**Text block**.

Non-profits bring "Pink Pantry" to Midland ISD high schools

"About 1 in every 4 families can't afford either toiletries or feminine hygiene products. And 1 in 5 girls will miss school because of having her period.

MIDLAND, Texas — If you're a woman, having a menstrual cycle is something natural and expected. But starting one is a different story.

Unfortunately there's no alarm clock or warning and in most cases, starting your period happens in the most un-ideal setting.

"Every women knows or remembers when all of that happened and had that horror story and asked somebody to borrow something. And as an educator, I used to keep hygiene products in my classroom for girls. That was something they didn't have to go without or feel embarrassed about," said Andra Jones with the Junior League of Midland.

But not all teachers are like Mrs. Jones and keep them handy, especially males professors. It's a problem Jones says was affecting young women's education.

"So many girls miss school due to the lack of having feminine and hygiene products. So the stats are, about one in every four families can't afford either toiletries or feminine hygiene products. And one in five girls will miss school because of having her period," said Jones.

Which is exactly what inspired the need for a "Pink pantry." A safe haven for women in need of basic hygiene and feminine products like pads, tampons liners, shampoo, conditioner and soap.

**Instructions**.
1: Quote the part of the Pink Pantry article from "Unfortunately there's no" up to and including "League of Midland.", word for word.
2: Write what comes next in the article about the Pink Pantry at Midland ISD high schools, picking up after its final sentence.

**Supplied information**.
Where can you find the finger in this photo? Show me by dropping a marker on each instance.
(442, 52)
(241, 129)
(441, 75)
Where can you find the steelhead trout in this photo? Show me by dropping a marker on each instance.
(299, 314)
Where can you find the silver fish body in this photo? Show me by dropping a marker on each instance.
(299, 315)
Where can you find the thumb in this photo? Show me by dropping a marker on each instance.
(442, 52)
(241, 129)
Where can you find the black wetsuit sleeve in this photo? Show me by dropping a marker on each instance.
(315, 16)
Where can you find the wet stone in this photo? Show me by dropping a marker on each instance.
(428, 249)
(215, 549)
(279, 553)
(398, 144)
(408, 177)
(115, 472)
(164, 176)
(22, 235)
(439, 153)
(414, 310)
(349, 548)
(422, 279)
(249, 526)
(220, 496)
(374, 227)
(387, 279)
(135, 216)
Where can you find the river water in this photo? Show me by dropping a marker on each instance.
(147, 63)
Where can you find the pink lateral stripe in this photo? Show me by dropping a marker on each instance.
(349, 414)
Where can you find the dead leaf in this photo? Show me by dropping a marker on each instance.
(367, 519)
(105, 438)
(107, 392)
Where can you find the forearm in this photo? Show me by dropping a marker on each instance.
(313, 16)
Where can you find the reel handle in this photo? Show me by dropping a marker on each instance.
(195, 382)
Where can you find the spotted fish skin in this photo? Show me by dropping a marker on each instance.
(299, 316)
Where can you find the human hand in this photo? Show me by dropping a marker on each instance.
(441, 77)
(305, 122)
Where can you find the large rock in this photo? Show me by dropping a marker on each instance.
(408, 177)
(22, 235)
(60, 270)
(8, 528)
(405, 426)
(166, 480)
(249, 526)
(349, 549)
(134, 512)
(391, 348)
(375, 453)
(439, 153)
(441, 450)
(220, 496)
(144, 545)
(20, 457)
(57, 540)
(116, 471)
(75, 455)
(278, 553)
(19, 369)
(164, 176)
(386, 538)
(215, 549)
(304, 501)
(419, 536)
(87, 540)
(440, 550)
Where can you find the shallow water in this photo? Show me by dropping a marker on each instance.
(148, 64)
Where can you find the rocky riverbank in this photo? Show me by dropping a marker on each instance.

**Answers below**.
1:
Unfortunately there's no alarm clock or warning and in most cases, starting your period happens in the most un-ideal setting.

"Every women knows or remembers when all of that happened and had that horror story and asked somebody to borrow something. And as an educator, I used to keep hygiene products in my classroom for girls. That was something they didn't have to go without or feel embarrassed about," said Andra Jones with the Junior League of Midland.

2:
"Yes we try to carry things on us, but things happen and surprises happen. I've gotten feedback from educators saying, 'hey thank you' this is what our girls need," said Jones.

"They know where to send the girls on the campuses. And it's just something the girls know they can swing by get what they need and go right back to class and not miss any education time."

"I'll be honest, I never thought this would be an issue keeping a young lady from school. Young women go through a lot already. So dealing with this basic biological situation should not be one of those," said Eliseo Elizondo, Executive Director for Communities in Schools.

The response has been overwhelming and now Elizondo says the Ector County schools are doing everything they can to implement pink pantries in their schools.

"I think that as an educator we obviously focus on academics and growing kids, but we also need to think about what is going on in the background and making sure they have exactly what they need so that they can focus on their education," said Jones.